By punishing all Gazans for the indefensible actions of a few, Israel and its ally America are validating the argument used by the militant Palestinians who insist that all Israelis are fair targets because they all serve in the Israeli army, or the jihadists who insist that all Americans are fair targets because they vote and are therefore responsible for their government's actions. One of the ironies of the situation is that in Israel these policies are openly criticized, as in this Haaretz column by Bradley Burston; in America, these points are almost never raised.
If it were just a matter of morality, we could ignore the agony of Gaza. After all, we countenance immoral actions all over the world. But this isn't a matter only of morality, but of national security. For we are seen by the Arab-Muslim world as Israel's co-jailers -- and ultimately, we are. We support and pay for Israel's occupation. If we were to demand that that occupation stop, sooner or later Israel would be forced to comply. The people in the region know this, and they are deeply angry and frustrated, and as a result some of them are driven to fight us. There is no troop surge big enough to defeat the jihadis and anti-American militants our Middle East policies are breeding.
The Gaza jailbreak represents the end of Bush's delusional attempt to broker an Israeli-Palestinian peace. Annapolis is now dead, killed before it even started. The fatal flaw of Bush's approach was that it assumed that dividing the Palestinians would lead to peace, when just the opposite is true. Bush and Olmert planned to squeeze Gaza until Hamas collapsed, while simultaneously pumping up Mahmoud Abbas' Palestinian Authority. They reasoned that by getting rid of the extremists in Hamas, they would smooth the way to make a deal with the moderates in Fatah.
But this approach was doomed for two reasons. First, Olmert is unwilling or incapable of taking the steps required to strengthen Abbas -- certainly not fast enough to make his Fatah party a viable alternative to Hamas in Palestinian eyes. (The announcement on Jan. 24 that Israel is freezing all settlement growth was a positive development, but too little, too late.) And Bush, "the greatest friend Israel has ever had," is not about to put the pressure on Olmert that alone could force his hand. Second, Hamas is not going away. Collectively punishing the people of Gaza, far from causing them to rise up and throw out Hamas, as Bush and Olmert fantasized, only further radicalized them. American and Israeli intransigence and ineptitude have only succeeded in strengthening the hard-liners and weakening the moderates.
By destroying the wall, Hamas instantly gained enormous prestige among Palestinians -- and proved that it cannot be excluded from political discussions. And, perhaps most significantly, it also opened what could be an entirely new economic and political frontier with Egypt.
For his part, Egyptian President Hosni Mubarak is in an extremely delicate position. He also bears responsibility for the plight of the Gazans, as a paid-off collaborator in the U.S.-Israeli policy. But Mubarak is also hostile toward and afraid of empowering the Muslim Brotherhood in Egypt, of which Hamas is an offshoot. He allowed the Palestinians to burst through into Egypt only when Arab and Muslim anger over his collaboration with the United States and Israel became too great to resist. But now that the precedent has been set, it will be extremely difficult for Mubarak to return to the status quo ante.

━━━━━━━━━━━━━━━━━━━━

What you need to do. Write a continuation of the commentary on the Gaza border breach, picking up after its final sentence.

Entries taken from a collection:
━━━━━━━━━━━━━━━━━━━━

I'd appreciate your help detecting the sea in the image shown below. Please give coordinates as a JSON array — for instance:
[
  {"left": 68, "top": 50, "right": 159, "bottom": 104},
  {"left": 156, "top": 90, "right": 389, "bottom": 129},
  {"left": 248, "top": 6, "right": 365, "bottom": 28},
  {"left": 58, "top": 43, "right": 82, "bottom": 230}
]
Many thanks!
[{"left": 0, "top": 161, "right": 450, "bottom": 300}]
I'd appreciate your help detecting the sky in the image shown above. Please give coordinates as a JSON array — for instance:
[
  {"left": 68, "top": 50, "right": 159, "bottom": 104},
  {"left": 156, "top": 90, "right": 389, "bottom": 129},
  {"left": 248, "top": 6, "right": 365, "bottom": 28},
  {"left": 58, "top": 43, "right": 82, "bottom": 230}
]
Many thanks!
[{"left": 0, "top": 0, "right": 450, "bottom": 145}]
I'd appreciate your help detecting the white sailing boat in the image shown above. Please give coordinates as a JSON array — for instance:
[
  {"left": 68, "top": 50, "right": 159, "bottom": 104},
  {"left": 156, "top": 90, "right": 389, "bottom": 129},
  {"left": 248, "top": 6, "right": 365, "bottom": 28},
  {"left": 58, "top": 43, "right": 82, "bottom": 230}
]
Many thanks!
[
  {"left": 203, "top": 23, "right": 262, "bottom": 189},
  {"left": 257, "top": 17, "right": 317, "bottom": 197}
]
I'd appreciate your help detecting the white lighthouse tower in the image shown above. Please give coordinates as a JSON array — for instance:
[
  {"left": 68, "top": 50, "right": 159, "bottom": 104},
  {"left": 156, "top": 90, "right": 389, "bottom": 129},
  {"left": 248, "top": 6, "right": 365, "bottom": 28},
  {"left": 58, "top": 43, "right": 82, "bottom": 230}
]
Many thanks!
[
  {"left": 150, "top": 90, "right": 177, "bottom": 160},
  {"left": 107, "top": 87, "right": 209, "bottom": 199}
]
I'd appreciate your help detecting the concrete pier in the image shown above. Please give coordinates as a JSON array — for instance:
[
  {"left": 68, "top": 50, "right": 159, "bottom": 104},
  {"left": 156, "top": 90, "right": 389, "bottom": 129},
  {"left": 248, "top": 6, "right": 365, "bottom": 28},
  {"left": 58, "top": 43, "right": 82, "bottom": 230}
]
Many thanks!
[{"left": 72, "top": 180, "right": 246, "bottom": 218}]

━━━━━━━━━━━━━━━━━━━━

Answer space.
Egypt is moving to reclose the border and has closed shops to discourage Palestinians. But if Mubarak closes the wall and Israel imposes another blockade, or invades the Strip, and he refuses to open it again, he will be perceived as a traitor and collaborator -- possibly threatening his regime. Mubarak will try to work out some compromise that will absolve him of full responsibility for Gaza but will keep the border porous enough to serve as a safety valve from the Gaza pressure cooker. Of course, any such safety valve strengthens Hamas.
The Rafah breakout shows the limits of Washington's policy of trying to cajole and bully "moderate" Arab regimes into doing our bidding. Right-wing commentators are fond of disparaging the "Arab street," but people power, it turns out, can still make a decisive difference in the Middle East. When popular outrage gets too great, even bought-and-paid-for despots like Mubarak have to yield to it. The situation closely parallels what happened during the 2006 Israel-Lebanon war, when Israel tried to bomb the Lebanese into overthrowing Hezbollah. The moderate Sunni regimes initially condemned Hezbollah but were forced by public outrage to reverse course, just as Mubarak was.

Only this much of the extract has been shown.